Data>
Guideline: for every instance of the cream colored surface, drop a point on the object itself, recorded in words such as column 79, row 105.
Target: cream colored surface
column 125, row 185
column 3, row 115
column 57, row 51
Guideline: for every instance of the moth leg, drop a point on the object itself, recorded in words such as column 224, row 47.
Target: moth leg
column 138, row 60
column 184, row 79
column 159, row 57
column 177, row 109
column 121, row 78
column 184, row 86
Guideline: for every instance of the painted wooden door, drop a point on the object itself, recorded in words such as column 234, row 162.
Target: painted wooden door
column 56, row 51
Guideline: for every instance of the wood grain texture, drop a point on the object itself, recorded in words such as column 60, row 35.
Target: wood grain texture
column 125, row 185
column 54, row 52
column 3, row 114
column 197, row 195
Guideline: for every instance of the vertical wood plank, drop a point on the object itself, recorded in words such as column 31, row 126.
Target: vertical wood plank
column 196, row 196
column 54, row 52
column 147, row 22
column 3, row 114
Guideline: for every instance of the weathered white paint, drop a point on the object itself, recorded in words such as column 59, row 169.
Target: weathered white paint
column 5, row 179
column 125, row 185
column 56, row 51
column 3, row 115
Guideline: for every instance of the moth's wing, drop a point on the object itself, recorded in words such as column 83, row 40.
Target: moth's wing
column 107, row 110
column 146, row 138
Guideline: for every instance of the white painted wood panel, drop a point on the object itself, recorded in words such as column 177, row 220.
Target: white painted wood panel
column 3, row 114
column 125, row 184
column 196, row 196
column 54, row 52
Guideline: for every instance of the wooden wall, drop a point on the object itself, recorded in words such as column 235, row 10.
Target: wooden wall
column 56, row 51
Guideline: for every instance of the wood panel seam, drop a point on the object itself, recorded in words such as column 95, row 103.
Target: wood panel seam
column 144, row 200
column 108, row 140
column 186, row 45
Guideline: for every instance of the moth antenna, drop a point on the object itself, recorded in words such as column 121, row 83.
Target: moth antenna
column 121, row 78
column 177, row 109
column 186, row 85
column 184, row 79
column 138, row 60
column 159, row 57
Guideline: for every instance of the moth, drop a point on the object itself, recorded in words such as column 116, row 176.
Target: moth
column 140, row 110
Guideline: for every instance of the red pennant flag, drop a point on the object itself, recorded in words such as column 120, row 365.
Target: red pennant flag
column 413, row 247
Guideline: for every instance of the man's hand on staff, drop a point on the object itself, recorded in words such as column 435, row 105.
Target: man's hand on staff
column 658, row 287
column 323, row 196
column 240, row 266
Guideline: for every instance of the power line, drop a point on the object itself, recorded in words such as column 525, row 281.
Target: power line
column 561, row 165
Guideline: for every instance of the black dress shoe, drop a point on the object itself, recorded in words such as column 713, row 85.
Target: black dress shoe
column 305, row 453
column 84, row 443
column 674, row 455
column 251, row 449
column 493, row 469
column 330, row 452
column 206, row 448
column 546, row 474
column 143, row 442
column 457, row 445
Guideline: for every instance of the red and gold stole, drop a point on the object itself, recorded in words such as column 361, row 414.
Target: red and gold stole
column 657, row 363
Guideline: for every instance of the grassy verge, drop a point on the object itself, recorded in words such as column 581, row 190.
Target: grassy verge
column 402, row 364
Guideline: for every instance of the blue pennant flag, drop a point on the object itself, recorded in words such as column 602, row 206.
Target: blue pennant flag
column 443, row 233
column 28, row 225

Objective> Arrange the lines in the rows above as a Markdown table with the columns "Row" and "Line," starting at the line that contains "Guideline: for every instance of the black" and ending at the line that contains "column 206, row 448", both included. Number each line in the Row column and omit any blank lines.

Task result>
| Row | Line |
|---|---|
| 1 | Guideline: for every instance of the black dress shoe, drop a point on the object itself, recorded in words such as column 713, row 85. |
| 2 | Target: black dress shoe |
| 3 | column 305, row 453 |
| 4 | column 84, row 443 |
| 5 | column 674, row 455 |
| 6 | column 251, row 449 |
| 7 | column 493, row 469 |
| 8 | column 330, row 452 |
| 9 | column 206, row 448 |